***** DATA ROWS
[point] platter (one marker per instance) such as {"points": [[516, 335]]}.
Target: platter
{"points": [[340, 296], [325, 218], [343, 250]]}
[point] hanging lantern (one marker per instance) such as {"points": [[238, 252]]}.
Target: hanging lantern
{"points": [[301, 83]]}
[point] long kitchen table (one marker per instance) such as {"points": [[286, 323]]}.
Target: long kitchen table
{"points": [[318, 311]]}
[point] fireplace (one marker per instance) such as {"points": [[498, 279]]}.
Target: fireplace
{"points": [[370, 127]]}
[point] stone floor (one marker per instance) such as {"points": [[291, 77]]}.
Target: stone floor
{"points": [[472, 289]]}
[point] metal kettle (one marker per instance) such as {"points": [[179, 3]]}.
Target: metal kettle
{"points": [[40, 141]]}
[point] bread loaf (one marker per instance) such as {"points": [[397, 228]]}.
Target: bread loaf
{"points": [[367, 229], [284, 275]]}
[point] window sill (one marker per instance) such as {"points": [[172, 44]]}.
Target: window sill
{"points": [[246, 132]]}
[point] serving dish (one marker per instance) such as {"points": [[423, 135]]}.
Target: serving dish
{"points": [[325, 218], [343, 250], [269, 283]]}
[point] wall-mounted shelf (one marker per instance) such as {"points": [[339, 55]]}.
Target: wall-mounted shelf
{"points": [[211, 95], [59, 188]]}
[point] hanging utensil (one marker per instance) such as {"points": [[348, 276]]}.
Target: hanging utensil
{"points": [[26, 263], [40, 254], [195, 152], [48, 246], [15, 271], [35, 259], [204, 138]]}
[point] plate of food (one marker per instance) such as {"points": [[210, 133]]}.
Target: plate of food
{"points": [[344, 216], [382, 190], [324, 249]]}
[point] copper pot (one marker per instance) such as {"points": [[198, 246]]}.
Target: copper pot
**********
◆ **DIRECTIVE**
Reproduce these lines word for word.

◆ **SOLVED PROBLEM**
[point] platter (one marker per instance) such as {"points": [[516, 335]]}.
Target: platter
{"points": [[340, 296], [325, 218], [343, 250]]}
[point] hanging lantern (one marker per instance) such as {"points": [[238, 252]]}.
Target: hanging lantern
{"points": [[301, 83]]}
[point] long kitchen table (one marker per instance) such as {"points": [[286, 323]]}.
Target: long kitchen table
{"points": [[318, 311]]}
[point] fireplace (one marker per instance) such as {"points": [[498, 279]]}.
Target: fireplace
{"points": [[370, 127]]}
[point] stone floor (one marker per instance) such as {"points": [[291, 77]]}.
Target: stone floor
{"points": [[472, 289]]}
[point] metal kettle (one marker per instance) such as {"points": [[179, 3]]}.
Target: metal kettle
{"points": [[40, 141]]}
[point] bread loaf (one marker per instance) such as {"points": [[397, 228]]}.
Target: bread loaf
{"points": [[367, 229], [284, 275]]}
[point] window sill (one marker per instance) such as {"points": [[172, 44]]}.
Target: window sill
{"points": [[246, 132]]}
[point] serving dish (one marker per instance) such as {"points": [[423, 135]]}.
Target: serving dish
{"points": [[325, 218], [343, 250], [269, 283]]}
[point] wall-mounted shelf (one marker per instance) such as {"points": [[339, 55]]}.
Target: wall-mounted shelf
{"points": [[211, 95], [59, 188]]}
[point] hanging utensil (one marker per instance) such as {"points": [[348, 276]]}.
Target: hanging utensil
{"points": [[26, 263], [40, 254], [195, 152], [48, 246], [15, 271], [35, 259], [204, 138]]}
[point] plate of food (one marker per instance) such as {"points": [[210, 133]]}.
Target: plate of food
{"points": [[344, 216], [382, 190], [324, 249]]}
[point] copper pot (one marker per instance) such as {"points": [[198, 246]]}.
Target: copper pot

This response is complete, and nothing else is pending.